_Exercise objective_
From the line containing "Find the berry coulis" down to the last line of the records below, copy every line exactly. Leave out everything before it.

Pointing and labeling entries
>>
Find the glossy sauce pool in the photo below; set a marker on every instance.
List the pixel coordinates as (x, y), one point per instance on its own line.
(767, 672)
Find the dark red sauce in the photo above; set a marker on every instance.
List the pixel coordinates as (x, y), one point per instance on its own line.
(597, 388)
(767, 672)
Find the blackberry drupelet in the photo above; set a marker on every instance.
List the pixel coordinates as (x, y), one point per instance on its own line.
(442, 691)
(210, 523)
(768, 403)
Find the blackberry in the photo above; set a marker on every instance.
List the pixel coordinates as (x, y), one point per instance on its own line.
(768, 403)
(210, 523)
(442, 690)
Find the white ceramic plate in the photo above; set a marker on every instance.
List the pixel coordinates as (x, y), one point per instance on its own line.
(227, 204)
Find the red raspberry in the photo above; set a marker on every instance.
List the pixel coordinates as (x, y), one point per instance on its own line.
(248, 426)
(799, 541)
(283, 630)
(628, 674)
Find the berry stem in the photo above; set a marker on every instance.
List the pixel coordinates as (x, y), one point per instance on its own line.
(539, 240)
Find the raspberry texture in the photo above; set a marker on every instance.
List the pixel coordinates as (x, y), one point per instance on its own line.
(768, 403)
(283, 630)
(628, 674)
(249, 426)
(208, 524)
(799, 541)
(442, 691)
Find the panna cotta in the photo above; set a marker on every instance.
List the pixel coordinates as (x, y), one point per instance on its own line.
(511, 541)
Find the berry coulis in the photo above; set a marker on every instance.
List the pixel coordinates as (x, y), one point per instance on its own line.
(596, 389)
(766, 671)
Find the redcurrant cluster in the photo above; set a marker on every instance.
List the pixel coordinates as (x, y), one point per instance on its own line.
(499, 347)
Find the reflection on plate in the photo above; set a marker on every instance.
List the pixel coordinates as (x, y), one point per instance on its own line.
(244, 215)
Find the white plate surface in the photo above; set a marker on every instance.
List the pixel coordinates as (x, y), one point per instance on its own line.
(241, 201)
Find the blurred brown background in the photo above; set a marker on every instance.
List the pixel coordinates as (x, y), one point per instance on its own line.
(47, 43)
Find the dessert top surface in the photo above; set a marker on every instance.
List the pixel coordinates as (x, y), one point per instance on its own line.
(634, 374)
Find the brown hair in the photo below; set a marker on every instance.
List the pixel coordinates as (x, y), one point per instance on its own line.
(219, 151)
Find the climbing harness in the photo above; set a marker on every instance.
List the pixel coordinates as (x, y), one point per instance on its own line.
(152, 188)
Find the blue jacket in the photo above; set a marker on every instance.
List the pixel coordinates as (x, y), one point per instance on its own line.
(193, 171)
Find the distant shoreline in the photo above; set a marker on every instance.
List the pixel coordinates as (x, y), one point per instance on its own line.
<<
_Problem solution_
Find the berry coulis in the photo above; set a marker on every instance.
List the pixel coordinates as (x, y), one point per instance on its own line.
(596, 389)
(766, 671)
Find the redcurrant cluster in the photo above; set a marker on every instance.
List the pixel coordinates as (x, y), one point per instance on its own line.
(499, 347)
Find the reflection on plate in the photo above; set a marker on every instance.
List the pixel coordinates as (x, y), one point per instance on its own line.
(244, 215)
Find the white plate surface in the photo above; set a marker on every instance.
List the pixel coordinates as (x, y), one point per instance on its own line.
(241, 201)
Find the blurred brown background in the photo above; set a marker on every instance.
List the pixel coordinates as (x, y), one point per instance on its own line.
(47, 43)
Find the dessert top surface in the photo above; set a marker on every instance.
List the pixel coordinates as (x, y), one point per instance on its own line.
(634, 374)
Find the brown hair in the photo below; set a marker on every instance.
List the pixel coordinates as (x, y), one point per instance on its own line.
(219, 151)
Find the climbing harness in the photo above; set a marker on every instance.
List the pixel coordinates as (x, y), one point per instance on its own line.
(152, 188)
Find the blue jacket in the photo above; set a marker on every instance.
List the pixel coordinates as (x, y), one point per instance on its own line.
(193, 171)
Find the distant shoreline in the photo above; set a marker on every instance.
List the pixel coordinates as (x, y), one point per instance on its own line.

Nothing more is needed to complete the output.